YOUR INSTRUCTIONS –
Beginning at the line that contains "of the driver's", reproduce every line to the end of the material without changing any of them.
---
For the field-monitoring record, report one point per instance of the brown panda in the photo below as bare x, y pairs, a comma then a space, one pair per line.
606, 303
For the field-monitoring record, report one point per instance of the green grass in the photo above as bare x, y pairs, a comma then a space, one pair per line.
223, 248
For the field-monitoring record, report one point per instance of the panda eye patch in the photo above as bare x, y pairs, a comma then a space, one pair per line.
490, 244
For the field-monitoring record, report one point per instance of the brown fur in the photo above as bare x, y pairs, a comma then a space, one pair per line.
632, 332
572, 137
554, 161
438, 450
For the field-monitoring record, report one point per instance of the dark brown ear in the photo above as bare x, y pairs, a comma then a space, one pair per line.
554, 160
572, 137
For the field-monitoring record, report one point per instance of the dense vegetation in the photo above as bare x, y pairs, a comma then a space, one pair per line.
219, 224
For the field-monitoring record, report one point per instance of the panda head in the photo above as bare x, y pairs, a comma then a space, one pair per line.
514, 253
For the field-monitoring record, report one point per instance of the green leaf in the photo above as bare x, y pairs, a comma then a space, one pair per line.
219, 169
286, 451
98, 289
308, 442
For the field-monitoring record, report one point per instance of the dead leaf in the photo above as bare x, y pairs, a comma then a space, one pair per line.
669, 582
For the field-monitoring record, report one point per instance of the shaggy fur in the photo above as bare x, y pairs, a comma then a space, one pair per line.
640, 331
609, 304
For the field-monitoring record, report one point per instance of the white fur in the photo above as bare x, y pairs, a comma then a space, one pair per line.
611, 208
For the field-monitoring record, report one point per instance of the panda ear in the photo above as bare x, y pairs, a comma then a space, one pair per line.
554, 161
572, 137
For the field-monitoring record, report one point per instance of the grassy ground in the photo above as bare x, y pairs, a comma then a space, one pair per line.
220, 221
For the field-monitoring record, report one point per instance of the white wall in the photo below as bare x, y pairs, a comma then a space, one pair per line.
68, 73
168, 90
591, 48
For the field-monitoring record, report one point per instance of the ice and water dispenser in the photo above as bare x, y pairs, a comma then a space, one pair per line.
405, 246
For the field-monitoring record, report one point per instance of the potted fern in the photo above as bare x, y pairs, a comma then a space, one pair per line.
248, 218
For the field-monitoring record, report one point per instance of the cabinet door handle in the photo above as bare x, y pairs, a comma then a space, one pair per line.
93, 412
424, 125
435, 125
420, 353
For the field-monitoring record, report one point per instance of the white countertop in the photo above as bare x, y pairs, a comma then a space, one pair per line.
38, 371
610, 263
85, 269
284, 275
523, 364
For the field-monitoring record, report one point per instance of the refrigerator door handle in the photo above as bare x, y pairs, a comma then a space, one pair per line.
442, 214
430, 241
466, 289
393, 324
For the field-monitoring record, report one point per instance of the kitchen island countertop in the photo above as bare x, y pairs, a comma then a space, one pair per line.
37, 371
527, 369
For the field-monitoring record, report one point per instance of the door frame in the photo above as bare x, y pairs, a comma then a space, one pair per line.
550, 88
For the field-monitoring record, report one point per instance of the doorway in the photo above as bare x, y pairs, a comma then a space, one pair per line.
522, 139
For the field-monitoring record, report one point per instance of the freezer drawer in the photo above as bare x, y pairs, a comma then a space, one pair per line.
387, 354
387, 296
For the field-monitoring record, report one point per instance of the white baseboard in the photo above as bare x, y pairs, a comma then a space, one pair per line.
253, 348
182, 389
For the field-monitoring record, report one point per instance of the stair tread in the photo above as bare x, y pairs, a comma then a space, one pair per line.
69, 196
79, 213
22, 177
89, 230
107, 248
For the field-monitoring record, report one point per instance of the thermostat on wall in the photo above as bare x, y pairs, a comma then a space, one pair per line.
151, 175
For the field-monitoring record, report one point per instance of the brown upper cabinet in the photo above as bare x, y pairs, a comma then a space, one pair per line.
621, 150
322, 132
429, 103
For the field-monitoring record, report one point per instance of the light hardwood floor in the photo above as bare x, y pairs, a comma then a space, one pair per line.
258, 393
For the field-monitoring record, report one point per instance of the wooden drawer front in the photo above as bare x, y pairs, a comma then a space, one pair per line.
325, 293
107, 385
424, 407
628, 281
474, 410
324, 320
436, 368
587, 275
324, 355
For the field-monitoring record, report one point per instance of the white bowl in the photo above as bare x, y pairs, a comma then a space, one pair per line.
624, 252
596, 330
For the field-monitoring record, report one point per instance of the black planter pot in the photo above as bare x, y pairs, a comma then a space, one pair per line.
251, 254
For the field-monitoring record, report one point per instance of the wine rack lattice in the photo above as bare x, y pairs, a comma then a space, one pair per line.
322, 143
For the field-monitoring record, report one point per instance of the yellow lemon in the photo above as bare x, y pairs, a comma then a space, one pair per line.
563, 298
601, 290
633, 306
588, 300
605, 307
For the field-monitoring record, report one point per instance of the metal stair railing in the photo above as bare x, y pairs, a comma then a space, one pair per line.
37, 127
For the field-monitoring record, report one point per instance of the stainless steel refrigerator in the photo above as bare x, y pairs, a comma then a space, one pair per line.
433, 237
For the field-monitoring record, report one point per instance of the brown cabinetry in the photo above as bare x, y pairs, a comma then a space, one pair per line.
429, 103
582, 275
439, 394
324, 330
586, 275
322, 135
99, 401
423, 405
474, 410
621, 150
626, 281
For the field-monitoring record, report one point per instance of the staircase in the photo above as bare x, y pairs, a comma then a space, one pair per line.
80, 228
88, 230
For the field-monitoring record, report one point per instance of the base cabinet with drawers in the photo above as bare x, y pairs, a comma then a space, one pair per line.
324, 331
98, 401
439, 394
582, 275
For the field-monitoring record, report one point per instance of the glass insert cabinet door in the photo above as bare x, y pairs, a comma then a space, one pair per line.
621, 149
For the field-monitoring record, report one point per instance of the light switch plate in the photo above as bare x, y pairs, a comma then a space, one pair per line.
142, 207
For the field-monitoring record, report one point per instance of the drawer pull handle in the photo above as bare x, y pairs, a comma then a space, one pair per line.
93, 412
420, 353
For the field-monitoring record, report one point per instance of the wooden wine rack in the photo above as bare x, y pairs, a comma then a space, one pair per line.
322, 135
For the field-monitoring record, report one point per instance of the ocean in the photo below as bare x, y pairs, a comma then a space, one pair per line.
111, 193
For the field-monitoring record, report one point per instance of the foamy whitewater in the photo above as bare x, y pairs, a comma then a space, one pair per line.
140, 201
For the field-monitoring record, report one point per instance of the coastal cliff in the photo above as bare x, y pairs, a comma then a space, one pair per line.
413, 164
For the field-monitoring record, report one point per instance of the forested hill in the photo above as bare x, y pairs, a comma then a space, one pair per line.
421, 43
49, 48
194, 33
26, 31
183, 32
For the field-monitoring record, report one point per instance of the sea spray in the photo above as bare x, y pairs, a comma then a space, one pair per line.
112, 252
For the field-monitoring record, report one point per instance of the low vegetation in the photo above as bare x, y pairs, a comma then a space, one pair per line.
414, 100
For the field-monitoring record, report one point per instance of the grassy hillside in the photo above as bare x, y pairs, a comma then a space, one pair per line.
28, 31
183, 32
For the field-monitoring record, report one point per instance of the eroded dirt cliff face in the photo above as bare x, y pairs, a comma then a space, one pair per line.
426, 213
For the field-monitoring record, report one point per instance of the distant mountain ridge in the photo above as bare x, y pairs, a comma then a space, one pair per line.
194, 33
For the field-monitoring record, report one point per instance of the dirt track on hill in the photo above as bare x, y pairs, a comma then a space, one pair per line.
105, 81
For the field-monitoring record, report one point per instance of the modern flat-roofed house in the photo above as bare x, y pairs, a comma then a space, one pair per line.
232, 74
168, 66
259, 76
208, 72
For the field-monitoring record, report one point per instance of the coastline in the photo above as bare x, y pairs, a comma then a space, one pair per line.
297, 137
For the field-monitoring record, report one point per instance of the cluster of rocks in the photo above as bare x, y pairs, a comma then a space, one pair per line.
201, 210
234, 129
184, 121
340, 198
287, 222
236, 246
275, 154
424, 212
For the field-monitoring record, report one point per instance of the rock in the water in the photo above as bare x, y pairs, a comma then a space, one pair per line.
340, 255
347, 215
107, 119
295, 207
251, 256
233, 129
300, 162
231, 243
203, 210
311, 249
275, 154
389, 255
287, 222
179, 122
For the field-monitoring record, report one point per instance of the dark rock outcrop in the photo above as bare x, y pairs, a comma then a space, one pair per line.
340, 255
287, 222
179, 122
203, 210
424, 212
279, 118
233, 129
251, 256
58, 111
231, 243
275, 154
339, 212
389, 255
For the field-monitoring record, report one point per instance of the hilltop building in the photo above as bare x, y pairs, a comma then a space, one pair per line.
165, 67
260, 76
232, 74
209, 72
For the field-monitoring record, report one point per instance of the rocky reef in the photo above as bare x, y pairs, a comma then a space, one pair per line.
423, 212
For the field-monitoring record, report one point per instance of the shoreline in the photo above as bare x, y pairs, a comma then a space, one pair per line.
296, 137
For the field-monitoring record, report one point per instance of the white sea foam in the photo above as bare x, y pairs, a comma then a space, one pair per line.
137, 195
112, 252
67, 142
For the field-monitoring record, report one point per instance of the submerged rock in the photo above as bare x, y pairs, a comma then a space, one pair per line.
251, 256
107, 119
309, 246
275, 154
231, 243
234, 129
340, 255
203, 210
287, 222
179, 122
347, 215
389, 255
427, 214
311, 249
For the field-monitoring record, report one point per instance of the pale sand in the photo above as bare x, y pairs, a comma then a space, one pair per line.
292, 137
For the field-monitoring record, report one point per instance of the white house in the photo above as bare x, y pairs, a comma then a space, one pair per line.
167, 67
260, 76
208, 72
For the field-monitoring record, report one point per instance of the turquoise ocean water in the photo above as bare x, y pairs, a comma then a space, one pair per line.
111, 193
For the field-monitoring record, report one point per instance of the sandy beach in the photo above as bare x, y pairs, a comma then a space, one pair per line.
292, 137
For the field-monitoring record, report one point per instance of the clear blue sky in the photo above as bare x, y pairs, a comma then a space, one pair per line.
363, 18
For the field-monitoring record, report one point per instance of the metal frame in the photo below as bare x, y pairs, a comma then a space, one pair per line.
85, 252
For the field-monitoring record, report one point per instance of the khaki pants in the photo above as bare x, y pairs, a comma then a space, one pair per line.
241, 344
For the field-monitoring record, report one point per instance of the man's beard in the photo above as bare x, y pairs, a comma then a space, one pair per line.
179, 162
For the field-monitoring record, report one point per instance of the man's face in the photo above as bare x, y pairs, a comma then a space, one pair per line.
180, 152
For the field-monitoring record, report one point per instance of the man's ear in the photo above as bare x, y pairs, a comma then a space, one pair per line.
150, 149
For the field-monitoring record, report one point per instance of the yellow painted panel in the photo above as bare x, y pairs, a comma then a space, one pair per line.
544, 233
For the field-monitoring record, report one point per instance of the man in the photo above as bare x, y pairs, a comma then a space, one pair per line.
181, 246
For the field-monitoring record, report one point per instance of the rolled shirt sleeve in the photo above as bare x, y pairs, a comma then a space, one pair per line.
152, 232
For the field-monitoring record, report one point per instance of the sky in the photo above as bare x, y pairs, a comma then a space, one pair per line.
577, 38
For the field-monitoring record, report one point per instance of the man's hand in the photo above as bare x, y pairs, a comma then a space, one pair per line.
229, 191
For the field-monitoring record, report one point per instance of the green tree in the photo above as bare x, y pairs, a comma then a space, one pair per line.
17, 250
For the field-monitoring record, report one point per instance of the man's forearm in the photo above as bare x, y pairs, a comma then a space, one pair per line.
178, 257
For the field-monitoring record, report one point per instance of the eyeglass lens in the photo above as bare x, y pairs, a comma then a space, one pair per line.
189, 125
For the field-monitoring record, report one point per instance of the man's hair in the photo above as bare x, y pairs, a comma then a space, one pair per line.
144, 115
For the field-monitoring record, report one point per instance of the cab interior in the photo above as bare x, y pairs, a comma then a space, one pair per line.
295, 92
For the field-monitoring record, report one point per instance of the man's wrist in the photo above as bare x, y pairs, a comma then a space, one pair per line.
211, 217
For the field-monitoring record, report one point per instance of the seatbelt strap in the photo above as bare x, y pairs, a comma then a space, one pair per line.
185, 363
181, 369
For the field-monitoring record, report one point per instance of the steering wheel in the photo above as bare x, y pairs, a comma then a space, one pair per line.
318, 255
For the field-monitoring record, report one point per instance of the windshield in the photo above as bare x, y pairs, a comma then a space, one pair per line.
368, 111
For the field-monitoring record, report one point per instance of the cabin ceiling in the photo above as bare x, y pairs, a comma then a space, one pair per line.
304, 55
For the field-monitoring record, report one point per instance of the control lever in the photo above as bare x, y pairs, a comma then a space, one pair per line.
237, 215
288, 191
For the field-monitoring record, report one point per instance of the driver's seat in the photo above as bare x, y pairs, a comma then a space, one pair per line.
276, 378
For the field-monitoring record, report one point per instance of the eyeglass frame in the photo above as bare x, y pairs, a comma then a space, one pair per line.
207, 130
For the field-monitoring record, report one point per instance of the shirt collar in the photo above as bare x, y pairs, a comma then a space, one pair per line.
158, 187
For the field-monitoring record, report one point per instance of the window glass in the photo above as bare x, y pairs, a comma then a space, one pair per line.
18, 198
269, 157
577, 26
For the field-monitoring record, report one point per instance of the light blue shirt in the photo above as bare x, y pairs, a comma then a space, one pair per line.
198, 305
---
EXERCISE OUTPUT –
For the field-monitoring record, report one point per instance of the driver's seat in the photo above as bare x, y pairs, a comma then a space, one pair per line.
276, 378
For the field-monitoring record, report one point per instance of the eyeglass frame in the photo above as bare x, y pairs, a comma then a space, one pair per line.
207, 130
For the field-monitoring record, report one point per instance of the shirt collar in the photo above as bare x, y pairs, a comma then a space, one pair per line.
158, 187
For the field-monitoring record, report one point per instance of the window glass in the photo above as bare x, y pairs, a comma then a space, one pair per line.
18, 198
269, 157
577, 26
For the field-monitoring record, report one point per instance of the light blue shirt in the photo above as bare x, y pairs, a comma then a space, one pair per line.
198, 305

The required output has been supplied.